Written request: Please copy the passage from the email about mastering for cheap CD players word for word, beginning at the words "While the distortion" and stopping after "I'm just curious.".

──────── Reading text ────────

Subject: Re: mastering for cheap cd players
From: Eric Benjamin <>
Date: Tue, 10 Jan 2006 11:16:43 -0800 (PST)
While the distortion is easy to hear, as Dan Dugan
said, the reason that it's hard to see is that the
resampling process of running the signal through
another stage of ADC (regardless of how good the
quality is) changes the waveform shape a lot, due to
the elimination of ultrasonic components which are the
ones primarily determining the waveform shape.

I'd like to follow up on this further, but not on the
list.  Rich -I'll contact you off-list.  BTW, it may
have sounded like I didn't believe your desription of
the fault.  Not at all!  I'm just curious.

eric

--- Rob Danielson <> wrote:

> Thanks for the plausible explanation! You're right,
> my waveform app 
> shows a clip at two magnification scales but it
> measures a peak of 
> 94%.  I'm hearing three, pronounced, moments of
> distortion that sound 
> like chain shaking in the louder, CD player call and
> two of these, 
> but softer in the original. As the 2nd half of the
> file was produced 
> from the CD player's analog amp/output passing
> through another A-D, I 
> guess its hard to tell where the exaggeration is
> coming from exactly. 
> The distortion is too wide to address with EQ.
> Surgical gain 
> reductions were not very successful either. The
> harshness of the 
> undistorted portions are responsive to EQ (e.g.
> mastering).
> 
> The softer call seems great so Rich has a simple
> work-around. I guess 
> there could be several reasons the softer call
> escaped distortion.

──────── Record set ────────

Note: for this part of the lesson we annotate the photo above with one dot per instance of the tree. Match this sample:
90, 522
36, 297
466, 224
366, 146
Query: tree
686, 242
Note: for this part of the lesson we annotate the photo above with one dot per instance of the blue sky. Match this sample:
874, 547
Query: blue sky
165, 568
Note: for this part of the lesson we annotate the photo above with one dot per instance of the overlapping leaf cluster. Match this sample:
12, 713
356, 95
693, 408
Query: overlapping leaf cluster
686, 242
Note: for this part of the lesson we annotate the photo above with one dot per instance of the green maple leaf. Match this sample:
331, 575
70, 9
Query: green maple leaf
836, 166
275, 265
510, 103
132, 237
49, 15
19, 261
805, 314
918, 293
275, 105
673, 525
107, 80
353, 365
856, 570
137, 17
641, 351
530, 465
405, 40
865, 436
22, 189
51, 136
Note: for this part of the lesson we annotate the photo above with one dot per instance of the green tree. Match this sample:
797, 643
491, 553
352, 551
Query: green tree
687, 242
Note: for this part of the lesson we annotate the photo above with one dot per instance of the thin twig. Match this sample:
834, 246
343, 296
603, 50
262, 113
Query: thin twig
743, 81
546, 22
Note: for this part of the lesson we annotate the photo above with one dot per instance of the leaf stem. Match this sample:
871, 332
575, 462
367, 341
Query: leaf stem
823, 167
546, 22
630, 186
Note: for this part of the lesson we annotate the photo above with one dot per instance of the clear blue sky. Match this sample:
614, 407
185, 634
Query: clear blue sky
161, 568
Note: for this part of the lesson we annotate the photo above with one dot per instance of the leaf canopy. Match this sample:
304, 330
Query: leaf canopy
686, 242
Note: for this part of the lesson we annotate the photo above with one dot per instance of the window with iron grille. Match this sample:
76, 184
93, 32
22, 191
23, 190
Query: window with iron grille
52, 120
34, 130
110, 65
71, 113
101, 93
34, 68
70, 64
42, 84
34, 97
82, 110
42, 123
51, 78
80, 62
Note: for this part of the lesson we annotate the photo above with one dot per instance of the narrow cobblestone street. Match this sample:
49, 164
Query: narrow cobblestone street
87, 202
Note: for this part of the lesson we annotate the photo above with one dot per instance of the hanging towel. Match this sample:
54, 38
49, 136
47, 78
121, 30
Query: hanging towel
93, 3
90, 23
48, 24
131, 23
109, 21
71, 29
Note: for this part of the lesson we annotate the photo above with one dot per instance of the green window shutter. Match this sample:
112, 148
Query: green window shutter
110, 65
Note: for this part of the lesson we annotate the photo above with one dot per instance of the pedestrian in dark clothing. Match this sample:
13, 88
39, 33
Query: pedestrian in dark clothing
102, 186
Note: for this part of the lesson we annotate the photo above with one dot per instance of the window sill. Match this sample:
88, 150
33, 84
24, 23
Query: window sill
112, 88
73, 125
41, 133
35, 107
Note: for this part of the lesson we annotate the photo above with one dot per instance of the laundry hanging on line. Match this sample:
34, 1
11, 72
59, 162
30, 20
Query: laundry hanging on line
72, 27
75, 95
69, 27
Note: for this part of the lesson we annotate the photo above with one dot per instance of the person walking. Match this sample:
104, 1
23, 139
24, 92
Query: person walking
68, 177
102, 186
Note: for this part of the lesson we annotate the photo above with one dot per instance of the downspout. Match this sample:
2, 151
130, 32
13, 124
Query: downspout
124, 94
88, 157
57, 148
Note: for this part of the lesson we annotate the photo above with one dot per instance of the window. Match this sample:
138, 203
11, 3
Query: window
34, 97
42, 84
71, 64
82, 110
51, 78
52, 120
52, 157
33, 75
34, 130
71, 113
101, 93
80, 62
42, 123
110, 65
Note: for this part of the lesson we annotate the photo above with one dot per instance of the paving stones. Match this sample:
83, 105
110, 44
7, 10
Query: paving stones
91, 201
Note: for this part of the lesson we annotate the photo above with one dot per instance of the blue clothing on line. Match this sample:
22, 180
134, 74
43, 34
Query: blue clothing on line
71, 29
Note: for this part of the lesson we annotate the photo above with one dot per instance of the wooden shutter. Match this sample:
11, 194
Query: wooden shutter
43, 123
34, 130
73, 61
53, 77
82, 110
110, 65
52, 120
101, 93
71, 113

────────

Task response:
While the distortion is easy to hear, as Dan Dugan
said, the reason that it's hard to see is that the
resampling process of running the signal through
another stage of ADC (regardless of how good the
quality is) changes the waveform shape a lot, due to
the elimination of ultrasonic components which are the
ones primarily determining the waveform shape.

I'd like to follow up on this further, but not on the
list.  Rich -I'll contact you off-list.  BTW, it may
have sounded like I didn't believe your desription of
the fault.  Not at all!  I'm just curious.